Assignment:
Beginning at the line that includes "the tapir's tail" in the entries below, print each line exactly as it appears, through the last one.

Stored data entries:
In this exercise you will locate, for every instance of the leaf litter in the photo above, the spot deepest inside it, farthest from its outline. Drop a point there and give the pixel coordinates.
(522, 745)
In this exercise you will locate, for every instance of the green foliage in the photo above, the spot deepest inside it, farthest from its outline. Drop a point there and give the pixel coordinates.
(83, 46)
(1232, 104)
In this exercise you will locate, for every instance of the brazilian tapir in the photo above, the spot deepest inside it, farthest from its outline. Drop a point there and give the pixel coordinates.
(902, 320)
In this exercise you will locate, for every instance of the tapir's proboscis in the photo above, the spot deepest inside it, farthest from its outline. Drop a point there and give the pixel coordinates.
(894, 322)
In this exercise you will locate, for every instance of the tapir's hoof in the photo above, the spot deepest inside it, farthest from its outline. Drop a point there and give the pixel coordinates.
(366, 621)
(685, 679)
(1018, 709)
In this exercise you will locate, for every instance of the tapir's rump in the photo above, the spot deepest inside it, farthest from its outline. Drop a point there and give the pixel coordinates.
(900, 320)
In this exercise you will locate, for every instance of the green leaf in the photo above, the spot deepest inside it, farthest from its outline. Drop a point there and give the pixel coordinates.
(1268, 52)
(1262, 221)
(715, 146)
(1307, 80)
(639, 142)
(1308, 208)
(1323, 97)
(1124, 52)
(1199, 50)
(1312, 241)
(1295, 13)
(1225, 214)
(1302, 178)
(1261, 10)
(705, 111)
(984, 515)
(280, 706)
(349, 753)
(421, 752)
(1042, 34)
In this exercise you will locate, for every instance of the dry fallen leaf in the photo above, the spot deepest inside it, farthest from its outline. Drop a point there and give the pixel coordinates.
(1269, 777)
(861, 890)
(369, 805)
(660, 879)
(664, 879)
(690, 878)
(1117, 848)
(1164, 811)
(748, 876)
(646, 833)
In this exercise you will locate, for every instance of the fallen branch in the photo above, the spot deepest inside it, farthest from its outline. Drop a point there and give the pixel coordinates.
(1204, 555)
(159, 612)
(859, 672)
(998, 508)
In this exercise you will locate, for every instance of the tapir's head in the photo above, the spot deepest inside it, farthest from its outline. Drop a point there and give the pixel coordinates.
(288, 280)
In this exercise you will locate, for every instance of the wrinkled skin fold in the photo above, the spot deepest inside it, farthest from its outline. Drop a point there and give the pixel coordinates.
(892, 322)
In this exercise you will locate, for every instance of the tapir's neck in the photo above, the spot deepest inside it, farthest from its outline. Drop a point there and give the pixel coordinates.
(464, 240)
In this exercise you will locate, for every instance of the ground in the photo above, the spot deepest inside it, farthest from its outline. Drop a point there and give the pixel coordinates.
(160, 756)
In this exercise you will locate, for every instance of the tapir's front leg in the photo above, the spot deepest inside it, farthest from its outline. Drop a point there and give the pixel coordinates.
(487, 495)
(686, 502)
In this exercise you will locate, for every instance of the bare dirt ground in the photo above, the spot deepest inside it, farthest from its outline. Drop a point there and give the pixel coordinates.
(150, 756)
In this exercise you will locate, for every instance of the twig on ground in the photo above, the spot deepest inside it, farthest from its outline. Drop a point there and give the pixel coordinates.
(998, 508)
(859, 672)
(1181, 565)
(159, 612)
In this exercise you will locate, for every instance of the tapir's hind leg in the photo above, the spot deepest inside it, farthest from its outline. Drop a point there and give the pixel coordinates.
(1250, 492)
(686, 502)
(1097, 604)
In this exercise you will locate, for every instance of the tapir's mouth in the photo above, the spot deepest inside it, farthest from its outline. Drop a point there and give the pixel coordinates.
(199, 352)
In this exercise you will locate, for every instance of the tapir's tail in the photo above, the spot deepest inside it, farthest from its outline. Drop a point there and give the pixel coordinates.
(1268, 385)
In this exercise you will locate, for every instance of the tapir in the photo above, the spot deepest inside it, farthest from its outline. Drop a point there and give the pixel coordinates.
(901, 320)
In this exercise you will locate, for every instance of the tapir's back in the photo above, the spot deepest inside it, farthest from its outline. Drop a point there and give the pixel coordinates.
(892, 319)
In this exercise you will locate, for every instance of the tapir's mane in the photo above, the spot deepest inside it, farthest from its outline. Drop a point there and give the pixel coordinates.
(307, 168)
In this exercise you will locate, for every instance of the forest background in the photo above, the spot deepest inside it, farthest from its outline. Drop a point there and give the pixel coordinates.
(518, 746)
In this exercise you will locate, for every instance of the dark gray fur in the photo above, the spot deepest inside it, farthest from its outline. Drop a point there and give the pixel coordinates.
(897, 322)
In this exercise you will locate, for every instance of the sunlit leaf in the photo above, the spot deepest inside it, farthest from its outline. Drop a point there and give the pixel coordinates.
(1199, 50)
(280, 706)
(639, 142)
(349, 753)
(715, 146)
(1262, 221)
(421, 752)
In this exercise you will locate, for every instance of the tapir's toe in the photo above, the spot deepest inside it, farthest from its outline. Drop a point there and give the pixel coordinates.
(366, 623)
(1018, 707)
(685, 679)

Result of this exercise:
In this exercise you will locate, for every instance of the tapir's tail in the photo above, the spot deepest inside it, farthest from its outline. Drop a point there and give the pixel coordinates.
(1268, 385)
In this exercise you will locate, for every instance of the tapir in the photo above, the spot deepest inside it, farthest from its outline. Drop a point there and give the pixel coordinates.
(901, 320)
In this exercise you will locate, for every instance of the tapir's back in the photo above, the spot deepest inside it, farthest from its outline. Drop a point there and give the pixel coordinates.
(892, 319)
In this exercise you will locate, for every instance of the tapir's mane in the photo above, the spot deepest inside it, farthest from its outline. Drop a point there and give the pixel coordinates.
(307, 168)
In this exercise you will locate, for every instance of the forest background in the photo above, the spot deepest inside it, farthest from its outline. Drop a point there and give the pixel coordinates.
(518, 746)
In this exercise you will locate, for every instance of the dark gray fur in the photo above, the spot deepest inside it, farthest from its outline. Drop a point there and give the pixel coordinates.
(897, 322)
In this exercise you will locate, for every instance of the sunlit leaf in the photo above, the spot deepest inside it, farthest from its outline. Drop a point there and give the pixel coordinates.
(1199, 50)
(280, 706)
(639, 142)
(349, 753)
(715, 146)
(1262, 221)
(421, 752)
In this exercise you will locate, for every instance of the tapir's toe in the photo above, the spot deepest inside it, farthest from its outline. Drop a point there and give the pixel coordinates.
(366, 623)
(1018, 707)
(685, 679)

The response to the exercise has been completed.